:: Material to process ::

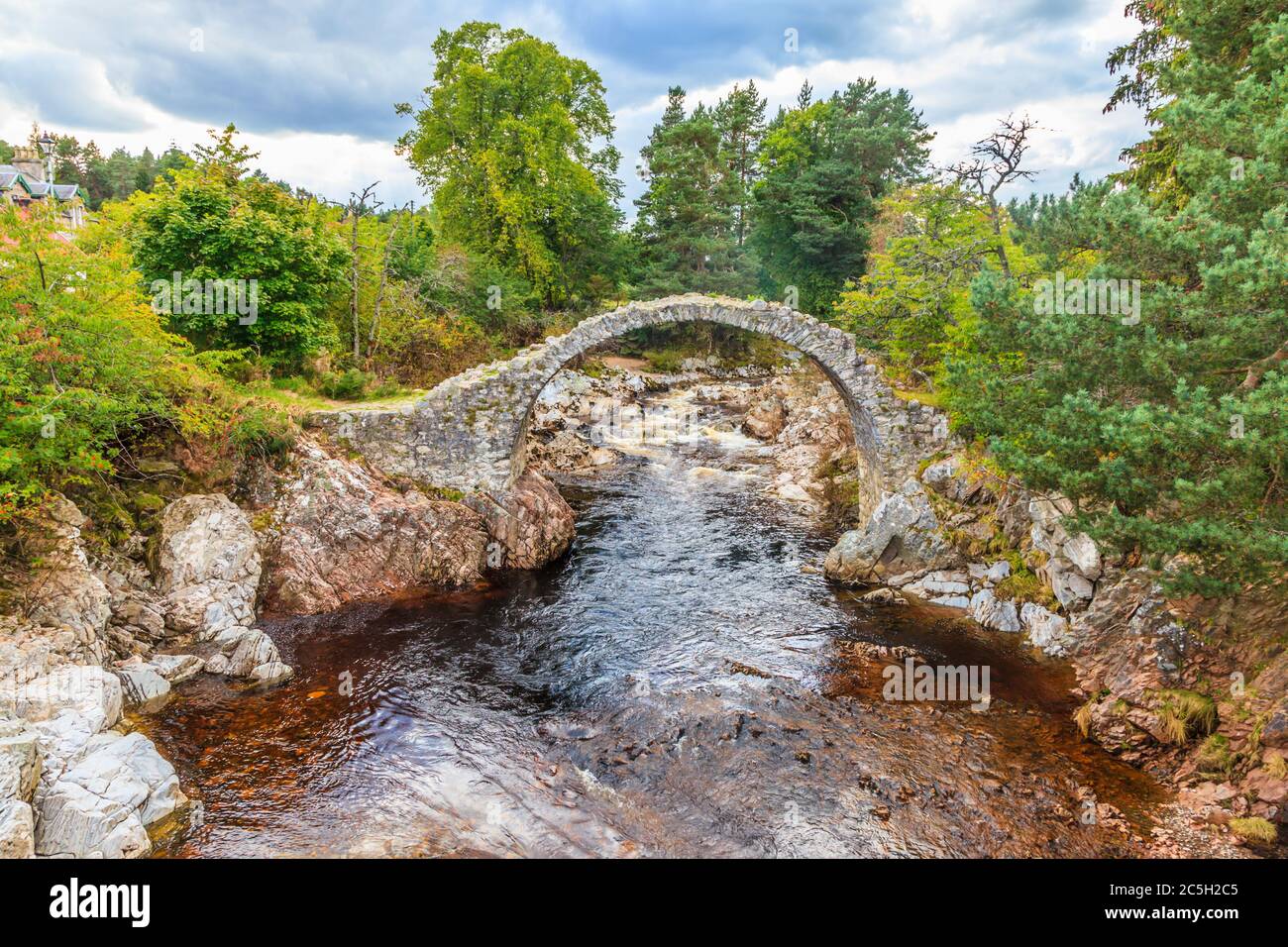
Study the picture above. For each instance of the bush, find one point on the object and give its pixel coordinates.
(84, 364)
(263, 432)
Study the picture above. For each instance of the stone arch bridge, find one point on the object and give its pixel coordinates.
(469, 432)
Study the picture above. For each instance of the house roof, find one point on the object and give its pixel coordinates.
(11, 176)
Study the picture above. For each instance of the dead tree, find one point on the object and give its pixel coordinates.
(996, 162)
(359, 205)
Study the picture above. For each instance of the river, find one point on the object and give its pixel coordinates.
(684, 682)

:::

Rewrite every line of the data above, substituting "x and y coordinates" for each "pixel coordinates" and keeping everything else the same. Leave the pictures out.

Study the picture above. For each instance of the bush, find one point on the object and give its x and y coordinates.
(84, 364)
(263, 432)
Study the picture above. For each instance of the stone arch bridge, find one point on the object and give its x and y coordinates.
(469, 432)
Study the picture above. For each instance of the house roof, find one point on the object and give its x and y coordinates.
(11, 176)
Study the picture above. For each instance of the dead tree, find one point on the object and give its x and y coordinates.
(996, 162)
(359, 205)
Study the picture above. For each instance of the river, find one point on the object and give its x and y coordinates.
(684, 682)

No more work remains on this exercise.